Rewrite all of the records below, replacing every "shaped like" with "formatted like" and leaving the rest unchanged.

-- Task material start --

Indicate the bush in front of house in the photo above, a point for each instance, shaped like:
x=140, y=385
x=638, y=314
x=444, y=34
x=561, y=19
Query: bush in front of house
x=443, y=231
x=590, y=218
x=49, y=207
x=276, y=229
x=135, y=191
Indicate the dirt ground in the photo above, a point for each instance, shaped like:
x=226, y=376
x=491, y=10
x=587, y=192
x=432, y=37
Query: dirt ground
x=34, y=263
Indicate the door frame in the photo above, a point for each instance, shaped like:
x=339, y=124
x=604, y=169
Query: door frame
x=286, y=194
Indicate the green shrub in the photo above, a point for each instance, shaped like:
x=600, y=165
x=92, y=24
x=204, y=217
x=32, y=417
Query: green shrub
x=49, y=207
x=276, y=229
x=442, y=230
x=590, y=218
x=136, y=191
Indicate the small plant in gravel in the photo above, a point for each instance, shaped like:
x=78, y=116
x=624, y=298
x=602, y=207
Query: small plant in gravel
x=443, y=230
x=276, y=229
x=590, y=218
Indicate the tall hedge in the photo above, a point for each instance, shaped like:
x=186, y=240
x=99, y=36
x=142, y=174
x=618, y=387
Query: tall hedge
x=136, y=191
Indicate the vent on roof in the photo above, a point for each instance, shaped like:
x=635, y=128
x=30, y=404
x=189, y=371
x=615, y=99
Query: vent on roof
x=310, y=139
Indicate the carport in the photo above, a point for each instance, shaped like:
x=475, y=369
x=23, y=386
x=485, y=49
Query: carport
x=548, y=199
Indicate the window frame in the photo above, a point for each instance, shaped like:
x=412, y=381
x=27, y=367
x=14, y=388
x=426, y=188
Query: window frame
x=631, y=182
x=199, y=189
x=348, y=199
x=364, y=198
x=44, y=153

-- Task material end --

## [Result]
Indicate the bush in front of house in the photo above, a point for each instance, formatted like:
x=140, y=385
x=638, y=314
x=444, y=34
x=561, y=19
Query: bush in front of house
x=443, y=231
x=590, y=218
x=49, y=207
x=276, y=229
x=135, y=191
Indicate the dirt ground in the photo above, a point for each instance, formatted like:
x=226, y=376
x=491, y=10
x=587, y=192
x=432, y=37
Query: dirt ground
x=34, y=263
Indicate the door frame in the photo above, a point for each instance, formatted like:
x=339, y=124
x=604, y=169
Query: door frame
x=286, y=194
Indicate the green shrub in the photo above, a point for each instance, formatted like:
x=600, y=165
x=92, y=24
x=204, y=217
x=32, y=417
Query: green shrub
x=49, y=207
x=276, y=229
x=442, y=230
x=590, y=218
x=136, y=191
Indicate the small plant in gravel in the photo above, a point for each instance, formatted like:
x=78, y=116
x=624, y=298
x=602, y=207
Query: small plant in gravel
x=443, y=230
x=276, y=229
x=590, y=218
Indicate the tall hedge in the photo above, a point for each instance, formatted like:
x=186, y=240
x=99, y=36
x=142, y=174
x=618, y=387
Query: tall hedge
x=136, y=191
Indicate the vent on roof in the photo above, a point for each instance, formatted like:
x=635, y=128
x=30, y=404
x=189, y=371
x=615, y=99
Query: vent on roof
x=310, y=139
Indicate the carport in the photo above, a point for each instance, formatted like:
x=475, y=369
x=23, y=386
x=485, y=49
Query: carport
x=548, y=199
Indicate the window frame in the photo above, a point for each instance, formatted like:
x=412, y=381
x=27, y=367
x=14, y=388
x=426, y=188
Query: window frame
x=631, y=182
x=199, y=189
x=348, y=199
x=364, y=198
x=44, y=153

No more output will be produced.